*Your instructions:* Transcribe exactly, and only, the lines from the one containing "road in this photo and return bounding boxes" through the last line of the data.

*Material for this task:*
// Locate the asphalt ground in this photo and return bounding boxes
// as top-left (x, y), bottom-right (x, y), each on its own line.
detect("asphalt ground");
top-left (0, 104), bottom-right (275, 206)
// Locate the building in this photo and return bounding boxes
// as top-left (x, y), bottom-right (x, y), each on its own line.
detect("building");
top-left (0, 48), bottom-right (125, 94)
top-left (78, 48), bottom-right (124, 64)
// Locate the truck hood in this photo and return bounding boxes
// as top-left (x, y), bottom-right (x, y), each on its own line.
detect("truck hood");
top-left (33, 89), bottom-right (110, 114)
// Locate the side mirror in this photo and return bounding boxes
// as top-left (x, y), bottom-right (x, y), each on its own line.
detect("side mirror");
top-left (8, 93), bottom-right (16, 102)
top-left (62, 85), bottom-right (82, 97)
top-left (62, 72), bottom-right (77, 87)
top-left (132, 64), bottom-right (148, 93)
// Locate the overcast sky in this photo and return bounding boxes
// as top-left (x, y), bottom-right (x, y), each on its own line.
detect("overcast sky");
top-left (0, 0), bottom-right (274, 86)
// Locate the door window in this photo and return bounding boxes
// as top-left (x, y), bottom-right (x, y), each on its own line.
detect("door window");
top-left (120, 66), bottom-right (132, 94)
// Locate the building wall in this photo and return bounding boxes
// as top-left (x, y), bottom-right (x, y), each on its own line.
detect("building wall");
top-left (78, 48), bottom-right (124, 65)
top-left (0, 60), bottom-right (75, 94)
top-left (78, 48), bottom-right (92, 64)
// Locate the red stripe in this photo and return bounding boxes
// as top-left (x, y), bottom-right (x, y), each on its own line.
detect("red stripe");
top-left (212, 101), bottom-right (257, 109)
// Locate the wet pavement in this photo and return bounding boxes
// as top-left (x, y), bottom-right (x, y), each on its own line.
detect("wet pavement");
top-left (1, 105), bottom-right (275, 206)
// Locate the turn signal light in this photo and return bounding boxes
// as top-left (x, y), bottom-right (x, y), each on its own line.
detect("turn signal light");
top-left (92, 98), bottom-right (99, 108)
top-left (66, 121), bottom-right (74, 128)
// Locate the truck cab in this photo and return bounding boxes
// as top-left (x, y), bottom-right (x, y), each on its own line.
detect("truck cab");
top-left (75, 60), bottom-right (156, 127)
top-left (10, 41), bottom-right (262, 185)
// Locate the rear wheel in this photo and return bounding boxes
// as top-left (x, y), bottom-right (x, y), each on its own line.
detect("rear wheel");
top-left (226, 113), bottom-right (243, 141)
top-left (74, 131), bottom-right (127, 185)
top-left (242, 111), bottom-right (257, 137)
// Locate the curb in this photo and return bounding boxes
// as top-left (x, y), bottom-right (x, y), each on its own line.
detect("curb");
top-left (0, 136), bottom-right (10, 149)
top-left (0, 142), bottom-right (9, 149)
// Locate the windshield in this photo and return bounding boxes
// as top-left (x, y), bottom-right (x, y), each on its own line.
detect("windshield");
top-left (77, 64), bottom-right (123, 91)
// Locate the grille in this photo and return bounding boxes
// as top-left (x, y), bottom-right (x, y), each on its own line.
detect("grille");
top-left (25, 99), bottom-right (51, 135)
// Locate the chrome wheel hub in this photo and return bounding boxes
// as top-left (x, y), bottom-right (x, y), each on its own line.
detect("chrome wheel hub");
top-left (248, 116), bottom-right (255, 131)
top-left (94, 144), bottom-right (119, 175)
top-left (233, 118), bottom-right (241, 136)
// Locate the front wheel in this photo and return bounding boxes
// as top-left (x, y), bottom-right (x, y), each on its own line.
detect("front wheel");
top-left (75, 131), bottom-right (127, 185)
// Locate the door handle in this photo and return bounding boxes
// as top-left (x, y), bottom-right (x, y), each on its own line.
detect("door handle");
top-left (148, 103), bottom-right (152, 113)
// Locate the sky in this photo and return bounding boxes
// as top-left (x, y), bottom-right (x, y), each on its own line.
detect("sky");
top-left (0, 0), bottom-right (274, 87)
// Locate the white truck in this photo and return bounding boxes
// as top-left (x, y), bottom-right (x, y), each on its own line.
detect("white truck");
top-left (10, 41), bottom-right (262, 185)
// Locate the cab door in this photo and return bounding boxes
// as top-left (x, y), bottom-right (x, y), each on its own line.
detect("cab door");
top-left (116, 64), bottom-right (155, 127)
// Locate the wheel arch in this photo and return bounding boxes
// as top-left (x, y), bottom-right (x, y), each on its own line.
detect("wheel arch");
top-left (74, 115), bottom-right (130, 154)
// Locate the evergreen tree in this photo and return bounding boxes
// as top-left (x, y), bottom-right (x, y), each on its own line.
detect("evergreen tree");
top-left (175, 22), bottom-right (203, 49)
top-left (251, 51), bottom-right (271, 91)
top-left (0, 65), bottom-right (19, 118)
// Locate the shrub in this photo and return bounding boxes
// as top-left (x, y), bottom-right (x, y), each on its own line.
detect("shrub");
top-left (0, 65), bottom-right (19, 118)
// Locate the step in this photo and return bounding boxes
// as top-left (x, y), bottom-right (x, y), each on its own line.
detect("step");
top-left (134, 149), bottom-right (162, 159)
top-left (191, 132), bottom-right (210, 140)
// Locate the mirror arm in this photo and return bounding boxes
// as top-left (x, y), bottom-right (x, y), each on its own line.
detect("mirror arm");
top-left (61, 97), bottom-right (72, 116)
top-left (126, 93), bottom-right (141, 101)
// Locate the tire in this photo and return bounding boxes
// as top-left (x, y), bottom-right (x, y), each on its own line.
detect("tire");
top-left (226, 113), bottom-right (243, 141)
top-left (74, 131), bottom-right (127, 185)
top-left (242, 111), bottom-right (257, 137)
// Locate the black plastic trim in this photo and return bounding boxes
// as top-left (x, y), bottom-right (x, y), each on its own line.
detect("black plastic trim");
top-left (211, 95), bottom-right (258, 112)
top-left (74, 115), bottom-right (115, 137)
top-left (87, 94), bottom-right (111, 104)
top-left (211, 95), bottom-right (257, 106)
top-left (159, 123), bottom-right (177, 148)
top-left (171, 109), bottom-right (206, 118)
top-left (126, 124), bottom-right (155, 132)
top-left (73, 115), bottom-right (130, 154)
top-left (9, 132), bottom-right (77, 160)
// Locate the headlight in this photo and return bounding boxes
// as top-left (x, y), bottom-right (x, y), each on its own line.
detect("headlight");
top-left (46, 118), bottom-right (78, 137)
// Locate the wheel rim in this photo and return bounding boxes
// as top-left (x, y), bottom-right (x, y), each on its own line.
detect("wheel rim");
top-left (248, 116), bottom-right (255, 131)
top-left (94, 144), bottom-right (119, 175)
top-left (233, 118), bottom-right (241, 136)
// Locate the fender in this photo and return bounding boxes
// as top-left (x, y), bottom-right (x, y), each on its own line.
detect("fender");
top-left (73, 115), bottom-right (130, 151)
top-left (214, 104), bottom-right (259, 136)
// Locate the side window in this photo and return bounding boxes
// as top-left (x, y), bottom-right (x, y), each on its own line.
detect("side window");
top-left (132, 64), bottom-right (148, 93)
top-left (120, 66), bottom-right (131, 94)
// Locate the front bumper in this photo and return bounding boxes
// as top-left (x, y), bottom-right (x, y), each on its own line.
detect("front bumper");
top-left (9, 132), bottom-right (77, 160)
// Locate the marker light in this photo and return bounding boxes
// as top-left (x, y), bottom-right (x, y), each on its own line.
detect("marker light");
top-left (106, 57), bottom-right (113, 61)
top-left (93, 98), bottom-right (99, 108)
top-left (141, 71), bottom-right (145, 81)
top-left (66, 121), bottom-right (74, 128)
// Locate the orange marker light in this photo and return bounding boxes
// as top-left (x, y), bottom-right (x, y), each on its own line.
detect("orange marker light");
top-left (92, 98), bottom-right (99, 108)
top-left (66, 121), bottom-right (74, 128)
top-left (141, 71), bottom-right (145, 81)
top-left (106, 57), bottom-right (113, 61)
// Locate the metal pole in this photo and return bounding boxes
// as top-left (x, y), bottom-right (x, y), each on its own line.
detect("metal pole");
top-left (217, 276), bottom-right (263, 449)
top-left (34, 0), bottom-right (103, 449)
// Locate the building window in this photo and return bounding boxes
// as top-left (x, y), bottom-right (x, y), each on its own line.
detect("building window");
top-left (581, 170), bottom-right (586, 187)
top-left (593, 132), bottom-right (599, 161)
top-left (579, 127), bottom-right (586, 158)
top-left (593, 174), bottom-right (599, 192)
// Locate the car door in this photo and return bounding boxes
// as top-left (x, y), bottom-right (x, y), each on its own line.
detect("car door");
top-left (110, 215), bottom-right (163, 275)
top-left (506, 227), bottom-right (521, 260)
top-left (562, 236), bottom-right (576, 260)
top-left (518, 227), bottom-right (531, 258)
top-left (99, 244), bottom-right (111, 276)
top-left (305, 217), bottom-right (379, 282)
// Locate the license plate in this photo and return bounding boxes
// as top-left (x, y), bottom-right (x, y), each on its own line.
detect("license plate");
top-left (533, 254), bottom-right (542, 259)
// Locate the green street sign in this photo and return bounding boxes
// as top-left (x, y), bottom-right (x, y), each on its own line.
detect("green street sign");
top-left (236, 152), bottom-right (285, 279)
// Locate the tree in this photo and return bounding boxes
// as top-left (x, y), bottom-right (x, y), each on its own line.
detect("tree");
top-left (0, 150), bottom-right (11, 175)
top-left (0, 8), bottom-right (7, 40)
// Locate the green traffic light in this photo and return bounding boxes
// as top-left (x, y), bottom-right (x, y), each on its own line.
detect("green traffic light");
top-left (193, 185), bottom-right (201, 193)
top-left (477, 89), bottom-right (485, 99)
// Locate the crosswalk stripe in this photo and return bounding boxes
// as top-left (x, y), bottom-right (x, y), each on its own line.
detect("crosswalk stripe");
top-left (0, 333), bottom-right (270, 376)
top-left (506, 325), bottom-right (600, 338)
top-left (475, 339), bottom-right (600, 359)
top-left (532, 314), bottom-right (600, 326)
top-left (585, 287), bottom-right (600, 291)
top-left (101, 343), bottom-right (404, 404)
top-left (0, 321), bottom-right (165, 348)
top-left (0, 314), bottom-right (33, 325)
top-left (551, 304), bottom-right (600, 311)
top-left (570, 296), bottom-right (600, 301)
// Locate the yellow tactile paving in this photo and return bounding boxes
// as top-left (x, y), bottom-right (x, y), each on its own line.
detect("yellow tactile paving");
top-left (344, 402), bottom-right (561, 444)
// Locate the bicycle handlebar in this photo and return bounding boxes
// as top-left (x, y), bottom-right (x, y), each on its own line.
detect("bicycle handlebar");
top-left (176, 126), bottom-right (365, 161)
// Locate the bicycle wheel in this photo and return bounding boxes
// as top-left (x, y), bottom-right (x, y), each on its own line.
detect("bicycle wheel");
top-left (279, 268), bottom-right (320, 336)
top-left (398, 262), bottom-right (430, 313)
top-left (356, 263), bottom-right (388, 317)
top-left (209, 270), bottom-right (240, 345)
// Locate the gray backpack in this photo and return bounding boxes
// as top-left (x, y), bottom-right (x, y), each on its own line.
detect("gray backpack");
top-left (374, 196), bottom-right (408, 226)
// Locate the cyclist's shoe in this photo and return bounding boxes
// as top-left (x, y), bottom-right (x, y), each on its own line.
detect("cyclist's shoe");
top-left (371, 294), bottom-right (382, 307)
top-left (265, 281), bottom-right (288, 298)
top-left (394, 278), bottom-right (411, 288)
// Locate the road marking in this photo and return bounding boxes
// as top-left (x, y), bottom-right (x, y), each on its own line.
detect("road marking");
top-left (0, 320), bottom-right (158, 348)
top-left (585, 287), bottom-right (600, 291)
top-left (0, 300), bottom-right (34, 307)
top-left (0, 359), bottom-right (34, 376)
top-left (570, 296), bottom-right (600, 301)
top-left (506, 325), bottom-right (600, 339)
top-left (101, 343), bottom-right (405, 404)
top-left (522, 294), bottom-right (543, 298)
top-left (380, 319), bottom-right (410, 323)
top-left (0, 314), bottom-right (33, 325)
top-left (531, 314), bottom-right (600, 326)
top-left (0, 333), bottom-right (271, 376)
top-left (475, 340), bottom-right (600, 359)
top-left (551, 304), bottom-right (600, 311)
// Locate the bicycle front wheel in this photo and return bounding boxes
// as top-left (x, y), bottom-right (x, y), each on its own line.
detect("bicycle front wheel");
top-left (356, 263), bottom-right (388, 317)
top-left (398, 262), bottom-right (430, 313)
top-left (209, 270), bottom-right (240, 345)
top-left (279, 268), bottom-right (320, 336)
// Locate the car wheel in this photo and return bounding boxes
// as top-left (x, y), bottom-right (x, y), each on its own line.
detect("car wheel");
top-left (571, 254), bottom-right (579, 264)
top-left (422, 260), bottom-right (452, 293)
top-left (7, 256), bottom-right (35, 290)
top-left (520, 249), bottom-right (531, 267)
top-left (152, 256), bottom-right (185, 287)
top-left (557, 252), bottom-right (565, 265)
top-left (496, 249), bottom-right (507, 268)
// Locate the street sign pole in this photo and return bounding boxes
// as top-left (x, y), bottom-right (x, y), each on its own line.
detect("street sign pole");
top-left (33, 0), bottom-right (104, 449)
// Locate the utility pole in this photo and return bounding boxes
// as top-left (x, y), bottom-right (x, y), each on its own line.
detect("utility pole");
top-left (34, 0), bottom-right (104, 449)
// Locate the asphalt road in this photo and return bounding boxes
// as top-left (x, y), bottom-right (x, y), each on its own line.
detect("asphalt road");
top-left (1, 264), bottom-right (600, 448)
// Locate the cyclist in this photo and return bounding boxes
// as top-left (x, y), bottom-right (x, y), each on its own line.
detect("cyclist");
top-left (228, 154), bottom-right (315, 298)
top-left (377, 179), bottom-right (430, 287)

*Reply to the exercise:*
// Locate the asphalt road in this photo and return bounding boxes
// as top-left (x, y), bottom-right (x, y), each on its own line.
detect("asphalt road");
top-left (1, 264), bottom-right (600, 448)
// Locate the cyclist in this photo and return bounding boxes
// as top-left (x, y), bottom-right (x, y), each on its own line.
detect("cyclist");
top-left (228, 154), bottom-right (315, 298)
top-left (377, 179), bottom-right (430, 287)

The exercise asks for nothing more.